## Passage provided

![PANGAEA_Banner.png](https://github.com/pangaea-data-publisher/community-workshop-material/raw/master/banner.png)

# Detailed examples on metadata extraction with PANGAEApy  
By: Kathrin Riemann-Campe  
Last updated: 2025-05-07  

This notebook will show you the available list of metadata, which is callable via PANGAEApy PanDataSet version 1.0.22.  

If you are looking for further detailed examples on how to write metadata in dataframes, tables and into files, go to [github page of PANGAEA community workshop](https://github.com/pangaea-data-publisher/community-workshop-material/tree/master/Python/PANGAEApy_practical).

If you are looking for detailed examples on how to search with PANGAEApy PanQuery, go to [github page of PANGAEA community workshop](https://github.com/pangaea-data-publisher/community-workshop-material/tree/master/Python/PANGAEApy_practical). There will be also examples on how to download and write out metadata and data.

## How to install and upgrade PANGAEApy

If you need to install PANGAEApy use pip  
_!pip install pangaeapy_

If you need to upgrade PANGAEApy use pip   
_!pip install pangaeapy --upgrade_

Check your version of PANGAEApy via pip  
_!pip show pangaeapy_

for details see https://pypi.org/project/pangaeapy/ 

In [None]:
!pip show pangaeapy

In [None]:
### import necessary packages
import pangaeapy as pan
from pangaeapy.pandataset import PanDataSet

import pandas as pd

import os

## How to find internal documentation

In [None]:
### show functions of pangaeapy
help(pan)

In [None]:
### show functions of pangaeapy 
# help(pan.pandataset)

## Recorded information
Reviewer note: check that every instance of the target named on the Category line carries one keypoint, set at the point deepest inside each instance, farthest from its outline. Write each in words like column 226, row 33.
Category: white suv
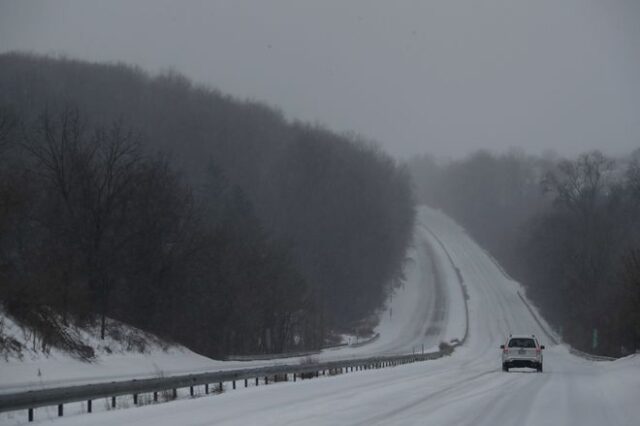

## Required work
1: In the PANGAEApy notebook above, what does the second link to the community workshop page offer a reader, according to the notebook? Answer in one to three sentences.
2: Please carry on with the PANGAEApy notebook from the point where it stops.

## Answers
1: It offers detailed examples of how to search with PANGAEApy PanQuery. It also has examples of how to download and write out metadata and data.

2:
## Example PANGAEA datasets and all available metadata information

example dataset URIs:  
https://doi.pangaea.de/10.1594/PANGAEA.982284 => Mastertrack  
https://doi.pangaea.de/10.1594/PANGAEA.961721 => CTD dataset with many events  
https://doi.pangaea.de/10.1594/PANGAEA.952014 => collection  
https://doi.pangaea.de/10.1594/PANGAEA.960624 => dataset with 1 event and many parameters

#### applying PanDataSet to get metadata

_PanDataSet(id=None, paramlist=None, deleteFlag='', enable_cache=False, include_data=True, expand_terms=[], auth_token=None, cache_expiry_days=1)_  

id can be URI or just dataset id number => same result

In [None]:
# ds = PanDataSet('https://doi.pangaea.de/10.1594/PANGAEA.982284', include_data=False) # just metadata
# ds = PanDataSet('doi:10.1594/PANGAEA.982284', include_data=False) # just metadata
ds = PanDataSet(id=961721, include_data=False) # just metadata

In [None]:
ds.id

In [None]:
ds.uri

In [None]:
ds.doi

In [None]:
ds.title

In [None]:
ds.abstract

In [None]:
ds.year

In [None]:
ds.authors # list of PanAuthor

In [None]:
### PanAuthor(lastname, firstname=None, orcid=None, id=None, affiliations=None)
for au in ds.authors:
    print(au.fullname)
    print(au.lastname)
    print(au.firstname)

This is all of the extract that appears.